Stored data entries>
==*==

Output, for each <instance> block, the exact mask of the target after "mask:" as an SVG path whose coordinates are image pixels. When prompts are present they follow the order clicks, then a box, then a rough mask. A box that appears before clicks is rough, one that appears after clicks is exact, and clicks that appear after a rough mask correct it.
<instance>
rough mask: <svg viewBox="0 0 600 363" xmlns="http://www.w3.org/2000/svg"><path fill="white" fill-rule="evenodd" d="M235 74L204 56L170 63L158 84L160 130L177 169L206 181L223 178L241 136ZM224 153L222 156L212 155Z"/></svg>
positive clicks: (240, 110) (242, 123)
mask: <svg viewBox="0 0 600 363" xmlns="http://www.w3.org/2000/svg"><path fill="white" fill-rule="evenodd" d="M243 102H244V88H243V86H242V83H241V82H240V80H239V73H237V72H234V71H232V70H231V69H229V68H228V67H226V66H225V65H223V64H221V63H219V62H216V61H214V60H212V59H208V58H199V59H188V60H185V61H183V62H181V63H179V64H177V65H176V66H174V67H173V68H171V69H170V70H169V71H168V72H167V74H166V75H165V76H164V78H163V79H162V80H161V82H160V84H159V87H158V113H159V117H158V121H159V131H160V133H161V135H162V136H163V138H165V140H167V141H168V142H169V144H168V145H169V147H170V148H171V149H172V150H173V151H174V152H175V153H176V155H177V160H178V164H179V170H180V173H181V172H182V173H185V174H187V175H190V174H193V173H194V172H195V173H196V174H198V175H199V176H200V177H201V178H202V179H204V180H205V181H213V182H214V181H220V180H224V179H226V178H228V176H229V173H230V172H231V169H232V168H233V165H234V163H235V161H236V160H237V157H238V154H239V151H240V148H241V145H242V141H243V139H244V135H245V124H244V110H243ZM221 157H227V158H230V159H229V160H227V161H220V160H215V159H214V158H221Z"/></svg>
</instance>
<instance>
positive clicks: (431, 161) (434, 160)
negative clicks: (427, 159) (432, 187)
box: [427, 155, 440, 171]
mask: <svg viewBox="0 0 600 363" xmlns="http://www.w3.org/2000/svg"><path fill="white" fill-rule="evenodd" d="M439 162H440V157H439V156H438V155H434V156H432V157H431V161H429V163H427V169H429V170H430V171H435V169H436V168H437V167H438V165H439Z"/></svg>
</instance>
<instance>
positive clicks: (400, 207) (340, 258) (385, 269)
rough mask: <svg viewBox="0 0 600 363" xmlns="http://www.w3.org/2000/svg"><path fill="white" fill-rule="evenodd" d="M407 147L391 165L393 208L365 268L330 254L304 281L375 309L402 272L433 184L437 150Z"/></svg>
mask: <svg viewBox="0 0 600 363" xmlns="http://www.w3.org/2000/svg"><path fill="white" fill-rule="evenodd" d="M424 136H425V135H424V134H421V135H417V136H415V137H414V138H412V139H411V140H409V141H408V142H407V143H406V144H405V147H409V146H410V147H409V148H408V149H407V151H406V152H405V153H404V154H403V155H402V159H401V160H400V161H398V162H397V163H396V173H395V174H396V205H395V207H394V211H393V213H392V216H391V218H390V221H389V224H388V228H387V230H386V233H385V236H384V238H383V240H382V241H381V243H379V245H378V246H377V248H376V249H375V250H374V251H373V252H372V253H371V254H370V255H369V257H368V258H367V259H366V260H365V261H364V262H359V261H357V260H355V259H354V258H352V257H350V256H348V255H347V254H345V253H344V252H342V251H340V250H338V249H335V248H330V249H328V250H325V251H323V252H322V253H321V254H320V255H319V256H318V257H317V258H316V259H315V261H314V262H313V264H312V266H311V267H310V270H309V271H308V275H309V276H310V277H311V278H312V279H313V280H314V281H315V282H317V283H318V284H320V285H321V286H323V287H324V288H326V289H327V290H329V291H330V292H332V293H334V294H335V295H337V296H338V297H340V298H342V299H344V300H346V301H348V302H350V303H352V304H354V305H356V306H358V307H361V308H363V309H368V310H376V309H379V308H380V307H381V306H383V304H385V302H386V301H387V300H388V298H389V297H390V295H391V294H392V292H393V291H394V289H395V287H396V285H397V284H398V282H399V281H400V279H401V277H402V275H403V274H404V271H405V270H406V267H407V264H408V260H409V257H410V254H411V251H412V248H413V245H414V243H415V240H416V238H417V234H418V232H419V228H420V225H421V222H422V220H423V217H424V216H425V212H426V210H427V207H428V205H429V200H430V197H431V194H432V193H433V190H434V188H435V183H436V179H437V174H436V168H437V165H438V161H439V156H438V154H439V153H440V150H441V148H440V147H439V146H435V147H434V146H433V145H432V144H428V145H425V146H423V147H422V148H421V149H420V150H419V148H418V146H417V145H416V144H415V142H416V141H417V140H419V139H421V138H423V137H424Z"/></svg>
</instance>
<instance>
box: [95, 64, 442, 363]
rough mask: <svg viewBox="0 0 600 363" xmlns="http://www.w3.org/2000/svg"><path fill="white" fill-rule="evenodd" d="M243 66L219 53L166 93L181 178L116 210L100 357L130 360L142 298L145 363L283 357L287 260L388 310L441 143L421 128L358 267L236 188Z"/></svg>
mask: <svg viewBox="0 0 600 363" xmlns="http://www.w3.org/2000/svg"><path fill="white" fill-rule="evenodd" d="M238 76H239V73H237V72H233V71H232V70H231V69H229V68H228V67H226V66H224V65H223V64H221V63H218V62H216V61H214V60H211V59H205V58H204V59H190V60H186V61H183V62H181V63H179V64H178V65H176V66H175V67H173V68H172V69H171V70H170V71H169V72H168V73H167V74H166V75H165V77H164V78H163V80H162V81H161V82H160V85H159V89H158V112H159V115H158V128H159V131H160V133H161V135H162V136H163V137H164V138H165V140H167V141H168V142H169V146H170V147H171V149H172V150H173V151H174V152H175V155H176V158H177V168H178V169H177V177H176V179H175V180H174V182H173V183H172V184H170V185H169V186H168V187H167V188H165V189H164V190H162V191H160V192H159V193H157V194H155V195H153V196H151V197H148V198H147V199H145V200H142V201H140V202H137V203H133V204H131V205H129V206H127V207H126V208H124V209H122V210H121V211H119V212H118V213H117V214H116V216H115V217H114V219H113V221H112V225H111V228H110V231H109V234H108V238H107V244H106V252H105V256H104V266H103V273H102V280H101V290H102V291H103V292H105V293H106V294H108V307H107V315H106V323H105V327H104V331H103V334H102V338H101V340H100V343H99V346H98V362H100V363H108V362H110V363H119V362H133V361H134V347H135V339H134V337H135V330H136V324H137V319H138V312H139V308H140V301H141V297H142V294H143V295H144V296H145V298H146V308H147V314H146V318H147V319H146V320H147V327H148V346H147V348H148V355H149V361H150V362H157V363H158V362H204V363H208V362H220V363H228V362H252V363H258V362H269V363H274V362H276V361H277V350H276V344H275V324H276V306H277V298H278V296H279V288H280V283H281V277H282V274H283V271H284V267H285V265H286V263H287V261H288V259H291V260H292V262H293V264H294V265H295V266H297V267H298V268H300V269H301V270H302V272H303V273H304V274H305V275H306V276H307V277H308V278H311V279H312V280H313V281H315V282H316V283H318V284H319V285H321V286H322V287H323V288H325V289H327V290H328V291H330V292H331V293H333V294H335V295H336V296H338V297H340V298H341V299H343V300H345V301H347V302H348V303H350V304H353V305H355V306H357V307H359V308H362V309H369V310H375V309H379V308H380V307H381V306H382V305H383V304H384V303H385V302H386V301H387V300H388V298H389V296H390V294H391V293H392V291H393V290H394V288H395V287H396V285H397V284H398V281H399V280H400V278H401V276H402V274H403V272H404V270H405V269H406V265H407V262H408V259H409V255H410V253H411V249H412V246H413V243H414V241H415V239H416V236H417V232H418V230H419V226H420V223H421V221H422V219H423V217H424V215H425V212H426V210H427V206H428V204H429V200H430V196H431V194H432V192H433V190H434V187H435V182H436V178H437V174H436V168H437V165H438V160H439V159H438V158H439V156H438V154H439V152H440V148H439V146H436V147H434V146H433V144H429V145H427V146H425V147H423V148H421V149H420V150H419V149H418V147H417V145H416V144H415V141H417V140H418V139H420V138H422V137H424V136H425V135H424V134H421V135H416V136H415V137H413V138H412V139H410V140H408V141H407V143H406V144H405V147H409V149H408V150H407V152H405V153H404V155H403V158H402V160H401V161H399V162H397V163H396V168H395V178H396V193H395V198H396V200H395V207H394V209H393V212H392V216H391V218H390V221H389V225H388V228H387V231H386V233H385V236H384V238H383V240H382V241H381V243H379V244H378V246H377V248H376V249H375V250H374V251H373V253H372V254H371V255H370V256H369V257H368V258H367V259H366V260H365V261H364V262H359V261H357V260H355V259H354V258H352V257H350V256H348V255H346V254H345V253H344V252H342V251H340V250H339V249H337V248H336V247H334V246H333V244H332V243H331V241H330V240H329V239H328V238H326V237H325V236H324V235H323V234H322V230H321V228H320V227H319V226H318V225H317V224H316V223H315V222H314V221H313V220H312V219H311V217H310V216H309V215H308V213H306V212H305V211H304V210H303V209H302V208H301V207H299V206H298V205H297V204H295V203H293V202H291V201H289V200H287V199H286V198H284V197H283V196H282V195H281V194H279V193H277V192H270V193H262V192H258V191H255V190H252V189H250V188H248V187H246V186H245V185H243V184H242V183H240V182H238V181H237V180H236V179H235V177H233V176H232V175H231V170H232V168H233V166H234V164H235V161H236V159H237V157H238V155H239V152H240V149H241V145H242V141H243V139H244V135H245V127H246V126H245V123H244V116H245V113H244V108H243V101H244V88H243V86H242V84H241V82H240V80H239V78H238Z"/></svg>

==*==

Reproduce exactly the lines from the beginning of the entries above up to and including the line that contains "74L204 56L170 63L158".

Answer box>
Output, for each <instance> block, the exact mask of the target after "mask:" as an SVG path whose coordinates are image pixels. When prompts are present they follow the order clicks, then a box, then a rough mask. A box that appears before clicks is rough, one that appears after clicks is exact, and clicks that appear after a rough mask correct it.
<instance>
rough mask: <svg viewBox="0 0 600 363" xmlns="http://www.w3.org/2000/svg"><path fill="white" fill-rule="evenodd" d="M235 74L204 56L170 63L158 84L160 130L177 169L206 181L223 178L241 136ZM224 153L222 156L212 155Z"/></svg>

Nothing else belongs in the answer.